Named object pointing entries:
###
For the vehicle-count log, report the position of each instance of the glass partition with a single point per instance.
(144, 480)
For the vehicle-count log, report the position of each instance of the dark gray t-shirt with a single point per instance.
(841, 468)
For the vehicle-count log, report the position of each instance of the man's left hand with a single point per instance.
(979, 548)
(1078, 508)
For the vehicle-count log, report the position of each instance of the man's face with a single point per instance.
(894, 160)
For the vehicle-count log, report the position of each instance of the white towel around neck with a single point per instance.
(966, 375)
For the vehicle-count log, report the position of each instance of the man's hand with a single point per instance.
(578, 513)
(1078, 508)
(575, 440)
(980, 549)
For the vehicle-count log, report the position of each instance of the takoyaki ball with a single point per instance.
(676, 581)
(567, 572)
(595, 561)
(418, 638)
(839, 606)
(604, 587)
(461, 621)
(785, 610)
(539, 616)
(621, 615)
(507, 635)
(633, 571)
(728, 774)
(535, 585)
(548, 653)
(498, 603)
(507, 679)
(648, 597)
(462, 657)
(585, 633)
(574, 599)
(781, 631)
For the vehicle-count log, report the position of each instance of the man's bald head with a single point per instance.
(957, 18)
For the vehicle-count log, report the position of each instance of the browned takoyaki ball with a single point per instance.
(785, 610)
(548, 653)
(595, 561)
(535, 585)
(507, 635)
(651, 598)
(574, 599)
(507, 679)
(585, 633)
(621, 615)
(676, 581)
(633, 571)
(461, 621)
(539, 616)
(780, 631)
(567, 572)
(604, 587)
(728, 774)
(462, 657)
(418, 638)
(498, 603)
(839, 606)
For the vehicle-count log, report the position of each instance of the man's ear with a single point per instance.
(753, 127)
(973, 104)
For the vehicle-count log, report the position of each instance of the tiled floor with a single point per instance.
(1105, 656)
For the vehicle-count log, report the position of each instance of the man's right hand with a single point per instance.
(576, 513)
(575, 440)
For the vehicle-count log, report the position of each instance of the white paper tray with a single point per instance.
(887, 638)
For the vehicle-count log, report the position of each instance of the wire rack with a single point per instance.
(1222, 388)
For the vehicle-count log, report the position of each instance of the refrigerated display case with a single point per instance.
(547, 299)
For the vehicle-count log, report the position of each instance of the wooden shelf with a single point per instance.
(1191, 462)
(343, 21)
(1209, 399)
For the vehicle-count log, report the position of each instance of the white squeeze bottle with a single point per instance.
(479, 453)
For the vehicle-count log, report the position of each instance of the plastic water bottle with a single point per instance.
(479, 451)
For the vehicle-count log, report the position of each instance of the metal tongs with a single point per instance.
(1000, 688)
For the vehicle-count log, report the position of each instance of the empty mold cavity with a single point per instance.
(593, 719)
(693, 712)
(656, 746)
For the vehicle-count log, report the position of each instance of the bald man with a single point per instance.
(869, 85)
###
• [The request]: Retype the records above exactly.

• [Solution to this exercise]:
For the vehicle-count log, report the position of each instance of the glass partition with a single point per instance.
(144, 480)
For the vehicle-count log, report the position of each instance of the dark gray t-shirt with a single point per instance.
(841, 468)
For the vehicle-count log, report the position of each instance of the man's left hand with a single point per instance.
(979, 548)
(1078, 508)
For the vehicle-count log, report the position of each instance of the man's face with a single point per instance.
(894, 160)
For the vehicle-count log, report the position of each instance of the white towel around neck with a single point per instance.
(966, 375)
For the vehicle-count log, report the position of each instance of the man's hand with a single point per instance.
(578, 513)
(1078, 508)
(575, 440)
(980, 549)
For the vehicle-count log, report the position of each instance of the takoyaki ball with a single point per instance.
(676, 581)
(567, 572)
(595, 561)
(418, 638)
(839, 606)
(604, 587)
(461, 621)
(785, 610)
(539, 616)
(621, 615)
(507, 635)
(633, 571)
(728, 774)
(535, 585)
(548, 653)
(498, 603)
(507, 679)
(648, 597)
(462, 657)
(585, 633)
(574, 599)
(781, 631)
For the vehicle-count log, report the position of each instance of the man's bald head with a single point per instance.
(957, 18)
For the vehicle-count log, report the position of each instance of the browned takoyaki ball with a single point per instance.
(785, 610)
(548, 653)
(595, 561)
(535, 585)
(507, 635)
(651, 598)
(574, 599)
(507, 679)
(585, 633)
(621, 615)
(676, 581)
(633, 571)
(461, 621)
(539, 616)
(780, 631)
(567, 572)
(604, 587)
(728, 774)
(462, 657)
(418, 638)
(498, 603)
(839, 606)
For the vehicle-count log, report the position of each instance of the man's ear with a single point per instance.
(753, 127)
(973, 104)
For the vehicle-count log, report the position of each instance of the tiled floor with a single point per instance.
(1105, 656)
For the vehicle-count log, report the position of each instance of the man's right hand with a single point per instance.
(576, 513)
(575, 440)
For the vehicle-count log, report the position of each instance of the white paper tray with a single point per instance.
(887, 638)
For the vehicle-count log, report the position of each instance of the wire rack with a single point per instance.
(1222, 388)
For the vehicle-count log, report the position of each instance of the refrigerated display case with a single point per instance.
(547, 299)
For the vehicle-count log, report the position of each instance of the wooden shelf with a single point per instance.
(1191, 462)
(343, 21)
(1209, 399)
For the vehicle-count log, report the position of each instance of the white squeeze bottle with a single point per instance.
(479, 453)
For the vehicle-count log, report the position of each instance of the plastic water bottle with a single point per instance.
(479, 451)
For the vehicle-count log, report the position of each instance of the metal tongs with a single point per instance.
(1000, 688)
For the vehicle-count log, report the position of each instance of the empty mold cavity with a single point per instance.
(593, 719)
(693, 712)
(656, 746)
For the vehicle-count log, report the position of each instance of the bald man with a single point per instance.
(869, 85)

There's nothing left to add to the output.